• **Record extracts**:

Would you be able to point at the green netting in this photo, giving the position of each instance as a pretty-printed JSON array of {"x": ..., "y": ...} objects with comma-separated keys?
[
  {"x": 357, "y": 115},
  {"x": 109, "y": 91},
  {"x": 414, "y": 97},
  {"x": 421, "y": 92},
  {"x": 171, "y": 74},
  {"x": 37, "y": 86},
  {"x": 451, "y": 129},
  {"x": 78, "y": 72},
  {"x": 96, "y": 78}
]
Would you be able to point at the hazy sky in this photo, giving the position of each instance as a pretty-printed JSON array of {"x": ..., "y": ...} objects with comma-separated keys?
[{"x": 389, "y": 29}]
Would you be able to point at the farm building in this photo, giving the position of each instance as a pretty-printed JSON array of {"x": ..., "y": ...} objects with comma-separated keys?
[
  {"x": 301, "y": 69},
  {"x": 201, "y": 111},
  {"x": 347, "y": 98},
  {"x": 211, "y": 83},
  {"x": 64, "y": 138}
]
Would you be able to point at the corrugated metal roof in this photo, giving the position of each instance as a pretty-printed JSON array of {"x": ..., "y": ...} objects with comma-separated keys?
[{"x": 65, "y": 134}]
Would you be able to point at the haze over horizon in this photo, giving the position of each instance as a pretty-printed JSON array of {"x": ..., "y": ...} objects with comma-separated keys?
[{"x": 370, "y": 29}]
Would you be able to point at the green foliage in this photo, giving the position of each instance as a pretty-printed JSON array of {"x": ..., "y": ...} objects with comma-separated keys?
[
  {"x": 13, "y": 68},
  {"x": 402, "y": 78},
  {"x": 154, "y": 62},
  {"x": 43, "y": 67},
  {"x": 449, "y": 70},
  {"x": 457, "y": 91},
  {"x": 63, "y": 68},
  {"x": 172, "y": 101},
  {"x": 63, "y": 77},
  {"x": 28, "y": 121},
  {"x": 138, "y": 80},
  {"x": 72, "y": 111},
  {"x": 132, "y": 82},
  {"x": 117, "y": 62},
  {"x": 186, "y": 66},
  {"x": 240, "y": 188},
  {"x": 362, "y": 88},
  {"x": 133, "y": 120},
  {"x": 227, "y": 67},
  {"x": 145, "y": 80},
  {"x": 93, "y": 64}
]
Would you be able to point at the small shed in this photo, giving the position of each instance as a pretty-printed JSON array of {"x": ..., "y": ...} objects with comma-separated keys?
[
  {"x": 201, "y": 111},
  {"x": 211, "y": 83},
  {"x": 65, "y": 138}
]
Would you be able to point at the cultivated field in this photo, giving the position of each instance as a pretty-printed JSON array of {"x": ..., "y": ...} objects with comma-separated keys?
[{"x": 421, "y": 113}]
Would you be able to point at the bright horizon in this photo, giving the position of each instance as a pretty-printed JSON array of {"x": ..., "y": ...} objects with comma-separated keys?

• **Exercise instructions**: Give the complete listing a second time, exactly as it reads.

• **Result**:
Would you be able to point at the green netting in this photo, giving the position of each instance as a pretty-printed JSON array of {"x": ..., "y": ...} objects with comma-separated keys?
[
  {"x": 357, "y": 115},
  {"x": 109, "y": 91},
  {"x": 414, "y": 97},
  {"x": 421, "y": 92},
  {"x": 171, "y": 74},
  {"x": 37, "y": 86},
  {"x": 451, "y": 129},
  {"x": 78, "y": 72},
  {"x": 96, "y": 78}
]
Would you be able to point at the hazy sky in this photo, giving the position of each instance as a pretty-printed JSON array of {"x": ..., "y": ...} objects with comma-separated keys?
[{"x": 389, "y": 29}]
Would you be able to point at the farm building in this photo, giving the position of each instance as a pretty-printed JSON array of {"x": ..., "y": ...} objects with comma-separated keys?
[
  {"x": 301, "y": 69},
  {"x": 201, "y": 111},
  {"x": 347, "y": 98},
  {"x": 211, "y": 83},
  {"x": 64, "y": 138}
]
Would you be able to point at the corrugated metal roof in this photo, giving the position of each instance as a pretty-printed JSON array of {"x": ..., "y": ...} objects with comma-separated keys?
[{"x": 65, "y": 134}]
Would you be able to point at the haze over horizon in this photo, giving the position of each instance as a pretty-printed JSON array of {"x": ..., "y": ...} objects with comma-separated keys?
[{"x": 370, "y": 29}]
Would you be able to point at the green foliage in this photo, giving the position of each instance as a pretty-printed JSON array of {"x": ..., "y": ...} objects with comma-separated keys?
[
  {"x": 13, "y": 68},
  {"x": 402, "y": 78},
  {"x": 154, "y": 62},
  {"x": 43, "y": 67},
  {"x": 449, "y": 70},
  {"x": 457, "y": 91},
  {"x": 63, "y": 68},
  {"x": 172, "y": 101},
  {"x": 63, "y": 77},
  {"x": 28, "y": 121},
  {"x": 138, "y": 80},
  {"x": 72, "y": 111},
  {"x": 132, "y": 82},
  {"x": 117, "y": 62},
  {"x": 186, "y": 66},
  {"x": 240, "y": 188},
  {"x": 362, "y": 88},
  {"x": 133, "y": 120},
  {"x": 227, "y": 67},
  {"x": 145, "y": 80},
  {"x": 93, "y": 64}
]
Would you be able to point at the small shed in this photo, giving the position of each instance as a pretty-printed JSON array of {"x": ..., "y": ...} objects with comma-separated keys?
[
  {"x": 201, "y": 111},
  {"x": 211, "y": 83},
  {"x": 65, "y": 138}
]
Would you be able to point at the cultivated field in this photo, giving the position of each instance as a pretty-printed JSON array of {"x": ..., "y": ...} objects with comma-separated keys?
[{"x": 421, "y": 113}]
Would you be able to point at the bright horizon in this photo, giving the position of each instance as a pretty-printed JSON array of {"x": ..., "y": ...} objects with comma-separated keys?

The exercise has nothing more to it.